_WRITTEN EXERCISE_
How many lines in the items below contain the string "building"? Case counts, and the reply should be only the number.

* * *

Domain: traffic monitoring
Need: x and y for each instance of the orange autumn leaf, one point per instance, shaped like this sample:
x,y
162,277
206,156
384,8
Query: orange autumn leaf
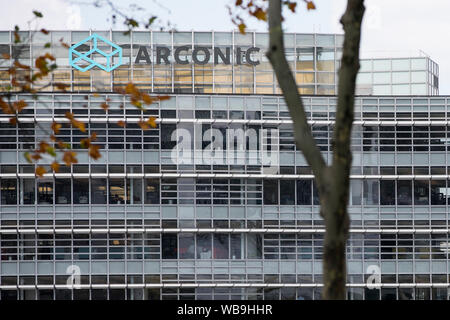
x,y
77,124
19,105
36,156
69,158
260,14
242,27
55,166
149,123
40,171
292,6
310,5
43,146
94,152
55,127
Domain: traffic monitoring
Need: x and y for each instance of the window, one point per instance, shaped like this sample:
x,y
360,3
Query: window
x,y
204,246
45,192
186,246
169,246
28,187
270,192
356,187
287,192
404,192
63,191
370,196
9,191
304,192
152,191
439,192
236,244
134,191
80,191
387,190
421,189
254,246
221,246
98,191
116,191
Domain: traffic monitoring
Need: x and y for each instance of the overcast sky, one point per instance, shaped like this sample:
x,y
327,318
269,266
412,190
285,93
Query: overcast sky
x,y
397,28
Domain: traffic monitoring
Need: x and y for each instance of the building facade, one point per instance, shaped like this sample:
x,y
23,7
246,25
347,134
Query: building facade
x,y
216,202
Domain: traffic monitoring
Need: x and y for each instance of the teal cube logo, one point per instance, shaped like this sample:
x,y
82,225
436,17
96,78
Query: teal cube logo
x,y
102,54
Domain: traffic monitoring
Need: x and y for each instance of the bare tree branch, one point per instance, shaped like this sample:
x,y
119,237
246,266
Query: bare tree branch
x,y
302,131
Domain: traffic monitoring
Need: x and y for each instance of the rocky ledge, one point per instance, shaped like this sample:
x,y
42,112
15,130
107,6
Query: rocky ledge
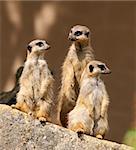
x,y
18,131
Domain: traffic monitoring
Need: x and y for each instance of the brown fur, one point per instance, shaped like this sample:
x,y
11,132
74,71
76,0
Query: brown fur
x,y
79,55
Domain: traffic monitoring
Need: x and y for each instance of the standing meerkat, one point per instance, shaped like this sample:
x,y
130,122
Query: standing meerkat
x,y
79,55
36,83
90,113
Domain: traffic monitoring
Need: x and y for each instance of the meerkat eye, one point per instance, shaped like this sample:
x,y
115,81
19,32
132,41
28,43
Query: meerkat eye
x,y
91,68
29,48
78,33
102,67
87,34
40,44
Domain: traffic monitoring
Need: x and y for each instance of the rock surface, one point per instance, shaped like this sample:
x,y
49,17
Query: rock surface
x,y
18,131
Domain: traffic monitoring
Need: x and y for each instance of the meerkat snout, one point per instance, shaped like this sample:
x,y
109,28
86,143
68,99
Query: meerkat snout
x,y
79,33
38,46
97,67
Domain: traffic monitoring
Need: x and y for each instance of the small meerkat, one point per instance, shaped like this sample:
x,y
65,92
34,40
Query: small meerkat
x,y
36,83
90,113
79,55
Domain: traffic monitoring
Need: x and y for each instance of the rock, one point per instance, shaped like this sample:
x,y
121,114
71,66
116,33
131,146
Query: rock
x,y
18,131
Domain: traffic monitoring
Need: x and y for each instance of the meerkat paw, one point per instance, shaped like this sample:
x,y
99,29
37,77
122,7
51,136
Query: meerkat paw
x,y
42,119
14,106
99,136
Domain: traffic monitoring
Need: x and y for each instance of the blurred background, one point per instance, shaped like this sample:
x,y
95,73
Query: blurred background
x,y
113,38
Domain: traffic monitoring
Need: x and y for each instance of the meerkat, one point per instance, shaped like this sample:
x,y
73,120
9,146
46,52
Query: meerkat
x,y
79,55
35,96
89,116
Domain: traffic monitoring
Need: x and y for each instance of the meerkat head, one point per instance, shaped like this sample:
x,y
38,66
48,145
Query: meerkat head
x,y
95,68
79,34
37,46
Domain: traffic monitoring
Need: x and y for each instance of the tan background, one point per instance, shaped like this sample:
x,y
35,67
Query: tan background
x,y
113,27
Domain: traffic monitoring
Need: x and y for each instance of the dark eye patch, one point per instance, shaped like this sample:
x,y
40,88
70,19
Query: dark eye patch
x,y
87,34
91,67
29,48
102,67
78,33
40,44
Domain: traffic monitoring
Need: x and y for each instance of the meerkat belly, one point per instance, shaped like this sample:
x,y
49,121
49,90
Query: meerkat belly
x,y
36,82
97,98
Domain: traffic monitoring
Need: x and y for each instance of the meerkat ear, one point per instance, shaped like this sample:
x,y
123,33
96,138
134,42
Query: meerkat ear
x,y
91,67
87,34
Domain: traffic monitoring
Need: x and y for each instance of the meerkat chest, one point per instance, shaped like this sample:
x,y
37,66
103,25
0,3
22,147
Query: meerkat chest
x,y
96,95
38,69
79,63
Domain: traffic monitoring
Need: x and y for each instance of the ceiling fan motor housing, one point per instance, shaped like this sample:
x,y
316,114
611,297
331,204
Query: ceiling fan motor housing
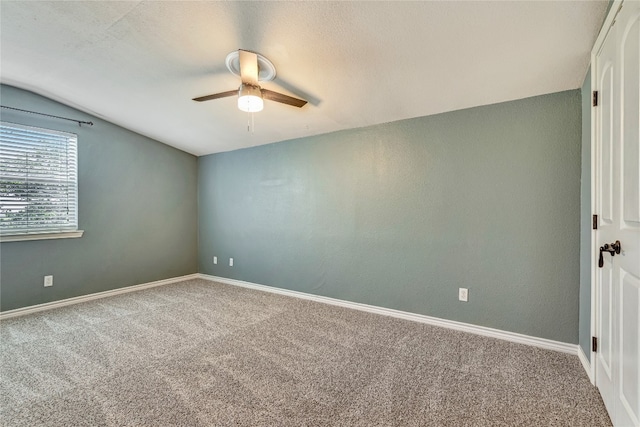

* * *

_EXERCISE OUTPUT_
2